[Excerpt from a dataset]
◇ ◇ ◇
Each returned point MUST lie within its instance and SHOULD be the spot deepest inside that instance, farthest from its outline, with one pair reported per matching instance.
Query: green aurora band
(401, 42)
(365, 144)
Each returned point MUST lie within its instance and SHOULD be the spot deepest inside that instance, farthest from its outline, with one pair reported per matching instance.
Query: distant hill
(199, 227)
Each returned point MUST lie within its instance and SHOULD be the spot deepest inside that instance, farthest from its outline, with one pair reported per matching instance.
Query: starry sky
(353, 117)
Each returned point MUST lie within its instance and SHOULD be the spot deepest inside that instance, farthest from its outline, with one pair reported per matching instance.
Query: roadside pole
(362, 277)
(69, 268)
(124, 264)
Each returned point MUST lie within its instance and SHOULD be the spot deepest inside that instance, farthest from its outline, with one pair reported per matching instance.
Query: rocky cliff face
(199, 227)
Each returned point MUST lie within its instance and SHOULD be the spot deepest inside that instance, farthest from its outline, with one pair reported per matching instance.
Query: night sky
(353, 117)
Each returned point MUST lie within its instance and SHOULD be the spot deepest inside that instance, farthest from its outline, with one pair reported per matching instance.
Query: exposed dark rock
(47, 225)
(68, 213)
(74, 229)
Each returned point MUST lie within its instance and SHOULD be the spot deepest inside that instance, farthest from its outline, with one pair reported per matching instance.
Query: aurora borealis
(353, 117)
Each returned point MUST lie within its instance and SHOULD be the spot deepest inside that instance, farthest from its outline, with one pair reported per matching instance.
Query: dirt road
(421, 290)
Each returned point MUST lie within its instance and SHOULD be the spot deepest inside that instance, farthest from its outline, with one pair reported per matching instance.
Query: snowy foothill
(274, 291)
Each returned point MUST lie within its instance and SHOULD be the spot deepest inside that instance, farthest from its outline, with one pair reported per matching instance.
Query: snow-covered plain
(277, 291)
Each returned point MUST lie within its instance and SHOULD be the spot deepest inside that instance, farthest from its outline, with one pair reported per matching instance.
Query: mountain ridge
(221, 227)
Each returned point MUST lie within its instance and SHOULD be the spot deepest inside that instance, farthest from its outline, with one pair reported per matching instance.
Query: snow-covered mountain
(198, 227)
◇ ◇ ◇
*SHORT TASK*
Return every line of the records above that contains the word "covered", copying each such line unchanged.

*RESPONSE*
Query: snow-covered plain
Query: snow-covered mountain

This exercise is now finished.